Isto acabou por deixar a estudante de direito "revoltada". O tempo passou, mas "a polícia nunca apareceu". Mariana foi com o INEM para o Hospital de São José, onde o médico especialista que a atenderia só chegaria às 8 horas da manhã. Como existia uma esquadra no local, a jovem decidiu efetuar já a queixa, pois está prestes a ir estudar para fora.

Mais uma vez, as autoridades não contribuíram. O polícia com quem falou apenas tentava dissuadi-la de apresentar a queixa. "Depois eu percebi que ele estava a terminar o turno", revela Mariana, que só conseguiu avançar com um outro policial. No dia a seguir, foi à divisão criminal do Forte do Alto do Duque para proceder à identificação dos criminosos.

"A base de dados é de pessoas que já estiveram presas preventivamente e que o juiz autorizou a que a polícia tivesse essas fotografias. Todo o resto de pessoas não está lá. Eu não consegui identificar ninguém", esclarece-nos, ficando apenas com a indicação de, no caso de voltar a cruzar-se com os bandidos, chamar a polícia. "Provavelmente, nunca mais os vejo", admite, sobre os jovens, na casa dos 20, que a aterrorizaram.

"Eles acreditam que podem agredir verbalmente uma rapariga e que nada lhes vai acontecer"

# Registos extraídos

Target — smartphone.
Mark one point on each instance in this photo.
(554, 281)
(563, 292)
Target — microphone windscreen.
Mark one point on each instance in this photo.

# TAREFA 1
Transcreva literalmente o trecho do texto extraído que começa em "Mais uma vez, as" e termina em "identificação dos criminosos.".
# TAREFA 2
Com base no texto extraído, explique em uma a três frases por que motivo Mariana decidiu efetuar a queixa de imediato, no Hospital de São José.

# RESPOSTA 1
Mais uma vez, as autoridades não contribuíram. O polícia com quem falou apenas tentava dissuadi-la de apresentar a queixa. "Depois eu percebi que ele estava a terminar o turno", revela Mariana, que só conseguiu avançar com um outro policial. No dia a seguir, foi à divisão criminal do Forte do Alto do Duque para proceder à identificação dos criminosos.

# RESPOSTA 2
Mariana decidiu efetuar a queixa de imediato porque existia uma esquadra no local. Além disso, está prestes a ir estudar para fora.